PROVIDED MATERIAL:
****

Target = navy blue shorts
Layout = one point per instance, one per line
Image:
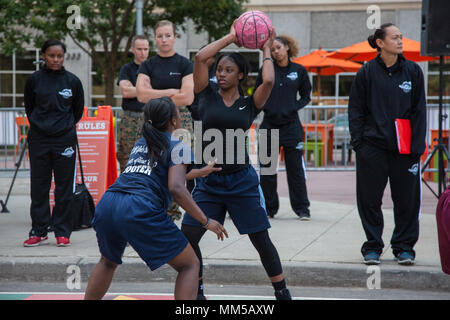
(121, 218)
(238, 193)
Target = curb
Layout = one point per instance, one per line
(306, 274)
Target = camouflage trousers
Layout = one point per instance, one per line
(129, 132)
(186, 123)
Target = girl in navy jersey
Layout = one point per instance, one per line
(134, 208)
(236, 187)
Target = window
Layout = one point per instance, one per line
(14, 71)
(98, 85)
(433, 82)
(327, 90)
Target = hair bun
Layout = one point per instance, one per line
(372, 41)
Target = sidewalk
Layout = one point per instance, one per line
(324, 251)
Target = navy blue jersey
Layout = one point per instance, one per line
(139, 178)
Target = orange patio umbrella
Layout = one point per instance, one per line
(320, 62)
(362, 51)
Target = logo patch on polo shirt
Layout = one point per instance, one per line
(68, 152)
(414, 169)
(406, 86)
(66, 93)
(293, 76)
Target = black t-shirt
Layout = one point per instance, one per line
(129, 72)
(232, 123)
(166, 73)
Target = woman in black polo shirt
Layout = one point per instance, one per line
(54, 103)
(281, 112)
(386, 88)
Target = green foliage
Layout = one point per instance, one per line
(106, 27)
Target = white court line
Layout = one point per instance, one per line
(229, 296)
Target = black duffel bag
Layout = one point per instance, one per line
(82, 206)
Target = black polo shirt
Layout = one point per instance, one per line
(166, 72)
(129, 72)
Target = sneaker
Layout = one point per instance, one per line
(62, 242)
(35, 241)
(405, 258)
(372, 258)
(283, 294)
(201, 296)
(304, 216)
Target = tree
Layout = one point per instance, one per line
(104, 28)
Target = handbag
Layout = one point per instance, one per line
(82, 206)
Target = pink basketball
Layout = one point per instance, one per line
(252, 29)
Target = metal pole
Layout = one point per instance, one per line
(139, 8)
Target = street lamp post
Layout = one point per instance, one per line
(139, 7)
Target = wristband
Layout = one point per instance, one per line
(206, 224)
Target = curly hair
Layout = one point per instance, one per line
(291, 43)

****

EXERCISE GOAL: Omit the images; transcribe the listing verbatim.

RESPONSE TO THIS TASK:
Target = navy blue shorts
Layout = one point per instance, one per line
Image:
(121, 218)
(238, 193)
Target = curb
Layout = one point per instance, one per line
(306, 274)
Target = camouflage trousers
Layout = one point per instance, one per line
(129, 132)
(186, 123)
Target = girl in navy jersey
Layout = one point per instance, one per line
(134, 208)
(236, 187)
Target = window
Layout = one point per instance, one per line
(14, 71)
(98, 85)
(433, 82)
(327, 90)
Target = hair bun
Layout = one point per instance, one per line
(372, 41)
Target = sidewalk
Layout = one point per instance, one per line
(324, 251)
Target = navy blue jersey
Layout = one point per instance, one per line
(139, 178)
Target = orange patio umbrella
Layout = one point per instance, one per line
(320, 62)
(362, 51)
Target = logo patch on polo shirt
Layout = one point per instance, one per line
(68, 152)
(414, 169)
(406, 86)
(66, 93)
(293, 76)
Target = black t-shirt
Layout = one point per instance, one per line
(129, 72)
(232, 123)
(166, 73)
Target = woman in black polo shirt
Layout = one point per instance, one per line
(54, 103)
(281, 112)
(386, 88)
Target = green foliage
Layout = one point per instance, one per line
(106, 27)
Target = white court line
Layout = one point per instance, one per line
(229, 296)
Target = black duffel bag
Layout = one point per instance, one per line
(82, 206)
Target = black polo shirt
Layout = one point per instance, one per line
(166, 72)
(129, 72)
Target = sneaker
Layout = one point per instance, one per line
(62, 242)
(35, 241)
(405, 258)
(372, 258)
(283, 294)
(201, 296)
(304, 216)
Target = tree
Layout = one point per instance, one per line
(104, 28)
Target = handbag
Layout = one point per instance, one per line
(82, 206)
Target = pink basketball
Layout = one point per instance, one per line
(252, 29)
Target = metal pole
Layout = one point per instance, one per line
(139, 8)
Target = street lamp post
Layout = one point per instance, one per line
(139, 7)
Target = wristband
Layout = one point per instance, one per line
(206, 224)
Target = curly hair
Layout = one point per instance, one per line
(291, 43)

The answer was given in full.